## [Exercise aim]
Each line below must be transcribed with no word changed.

Natural-language object grounding data

BEGIN

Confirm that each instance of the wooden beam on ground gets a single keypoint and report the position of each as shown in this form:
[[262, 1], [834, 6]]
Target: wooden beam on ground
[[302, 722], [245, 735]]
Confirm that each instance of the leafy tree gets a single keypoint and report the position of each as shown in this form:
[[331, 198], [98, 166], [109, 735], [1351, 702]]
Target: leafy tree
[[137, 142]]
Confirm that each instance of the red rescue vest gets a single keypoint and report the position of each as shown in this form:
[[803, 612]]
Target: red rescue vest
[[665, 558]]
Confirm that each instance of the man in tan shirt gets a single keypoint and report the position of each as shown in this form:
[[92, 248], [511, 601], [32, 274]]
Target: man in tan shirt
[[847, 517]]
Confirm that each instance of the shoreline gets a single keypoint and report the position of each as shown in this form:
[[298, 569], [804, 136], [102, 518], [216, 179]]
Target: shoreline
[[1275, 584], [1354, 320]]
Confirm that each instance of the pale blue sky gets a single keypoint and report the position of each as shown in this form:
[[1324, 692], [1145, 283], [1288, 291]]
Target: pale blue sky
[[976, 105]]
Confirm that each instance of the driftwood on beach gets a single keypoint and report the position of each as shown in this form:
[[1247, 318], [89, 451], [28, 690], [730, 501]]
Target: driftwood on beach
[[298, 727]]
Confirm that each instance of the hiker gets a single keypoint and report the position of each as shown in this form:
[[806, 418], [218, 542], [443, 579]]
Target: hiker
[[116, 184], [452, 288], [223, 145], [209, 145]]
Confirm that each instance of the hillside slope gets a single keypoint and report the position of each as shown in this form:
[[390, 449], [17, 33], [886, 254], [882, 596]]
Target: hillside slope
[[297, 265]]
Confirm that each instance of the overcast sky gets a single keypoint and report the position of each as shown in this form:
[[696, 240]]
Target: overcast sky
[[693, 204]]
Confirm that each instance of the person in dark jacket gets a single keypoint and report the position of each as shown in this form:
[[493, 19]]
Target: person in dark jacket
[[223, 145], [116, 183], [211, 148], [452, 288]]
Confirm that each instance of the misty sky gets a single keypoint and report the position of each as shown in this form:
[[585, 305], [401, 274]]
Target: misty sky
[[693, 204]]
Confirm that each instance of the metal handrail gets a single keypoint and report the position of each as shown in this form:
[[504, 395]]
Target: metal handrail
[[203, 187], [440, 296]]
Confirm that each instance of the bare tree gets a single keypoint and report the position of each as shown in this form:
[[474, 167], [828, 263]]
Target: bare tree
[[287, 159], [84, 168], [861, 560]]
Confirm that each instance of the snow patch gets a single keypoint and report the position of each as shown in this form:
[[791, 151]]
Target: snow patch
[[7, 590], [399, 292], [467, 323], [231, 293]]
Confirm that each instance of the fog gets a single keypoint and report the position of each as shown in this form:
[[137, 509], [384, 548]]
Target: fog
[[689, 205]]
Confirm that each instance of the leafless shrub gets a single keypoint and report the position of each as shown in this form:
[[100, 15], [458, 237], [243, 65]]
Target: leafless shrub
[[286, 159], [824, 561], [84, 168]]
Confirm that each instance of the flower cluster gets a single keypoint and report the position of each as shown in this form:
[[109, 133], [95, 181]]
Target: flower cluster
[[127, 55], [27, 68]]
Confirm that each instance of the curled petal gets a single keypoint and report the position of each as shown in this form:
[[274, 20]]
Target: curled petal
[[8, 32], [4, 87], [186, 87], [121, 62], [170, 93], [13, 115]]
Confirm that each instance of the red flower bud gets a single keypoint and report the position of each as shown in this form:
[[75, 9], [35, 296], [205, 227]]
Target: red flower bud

END

## [Your response]
Confirm that each instance of the wooden beam on ground gets a single keypoint and report the position of each as shown in this form:
[[262, 1], [834, 6]]
Target: wooden beam on ground
[[302, 722], [245, 735]]
Confirm that each instance of the leafy tree gets a single keypoint and report the position of each as shown in this form:
[[331, 198], [98, 166], [109, 735], [1351, 702]]
Target: leafy tree
[[137, 142]]
Confirm that each instance of the red rescue vest gets a single keypoint and report the position of each as shown in this form:
[[803, 612]]
Target: red rescue vest
[[665, 558]]
Confirm that each instance of the man in tan shirt gets a single keypoint and report the position of each as shown in this form:
[[92, 248], [511, 601], [32, 274]]
Target: man in tan shirt
[[847, 517]]
Confirm that each instance of the shoreline gets a single keypoint and report the position of each as shown in this form:
[[298, 569], [804, 136], [102, 518], [216, 179]]
Target: shoreline
[[1275, 584], [1354, 320]]
Confirm that each instance of the pale blue sky gets a single keypoint and report the position of each as shown in this form:
[[1324, 692], [1145, 283], [1288, 291]]
Target: pale blue sky
[[976, 105]]
Confirm that each instance of the driftwood on beach gets a single keypoint and report the position of each as shown in this form:
[[1247, 318], [89, 451], [28, 690], [730, 501]]
Target: driftwood on beach
[[298, 727]]
Confirm that each instance of the hiker gets a single keypoint and report the position of each as shown in this form:
[[806, 418], [218, 542], [443, 579]]
Target: hiker
[[116, 184], [452, 288], [223, 145], [209, 145]]
Confirm that each instance of the hillside slope gets a single keypoint and report the position of each as shown in this form:
[[390, 449], [17, 33], [886, 254], [882, 596]]
Target: hillside slope
[[297, 265]]
Confirm that each instance of the overcast sky gets a single keypoint and report the position of each as shown in this form:
[[696, 240]]
Target: overcast sky
[[693, 204]]
Confirm that each instance of the person in dark jacket gets a single keypoint and report the position of each as shown in this form:
[[493, 19]]
Target: person in dark jacket
[[223, 145], [116, 183], [211, 148], [452, 288]]
Confirm that each instance of the misty sky gets a single keypoint and report the position of each as shown in this form:
[[585, 305], [401, 274]]
Target: misty sky
[[693, 204]]
Confirm that each instance of the metal handrail gets a single keypoint and report the position of each as shown in this form:
[[504, 395]]
Target: metal handrail
[[203, 187], [440, 296]]
Confirm that each instance of the bare tree gets a single keypoint and report the position of each as shown in this form:
[[474, 167], [828, 263]]
Target: bare tree
[[287, 159], [84, 168], [861, 560]]
Confirm that each instance of the snow patch gets a single keypoint and report the position of each as shown in this form:
[[791, 151]]
Target: snow patch
[[7, 590], [399, 292], [467, 323], [231, 293]]
Confirm that each instance of the fog gets a single keypoint and report the position of each as shown in this form:
[[137, 509], [384, 548]]
Target: fog
[[689, 205]]
Confirm that each instance of the leafless shrub gets a single keypoint and report the position of each as shown in this form:
[[100, 15], [458, 237], [243, 65]]
Target: leafless shrub
[[286, 159], [824, 561], [84, 168]]
Confirm that each instance of the flower cluster gets a single keypoint and report the position of each as shown in this form:
[[109, 133], [95, 181]]
Target: flower cluster
[[127, 55], [27, 68]]
Confirm that each instance of the curled petal gets a single keypoint and report the position of each as shown in this form:
[[274, 20]]
Target: curled petal
[[8, 32], [4, 87], [186, 87], [121, 62], [170, 93], [13, 115]]
Confirm that each instance of the red flower bud gets a single keypoint and report the position of each as shown in this form:
[[75, 9], [35, 296], [205, 227]]
Target: red flower bud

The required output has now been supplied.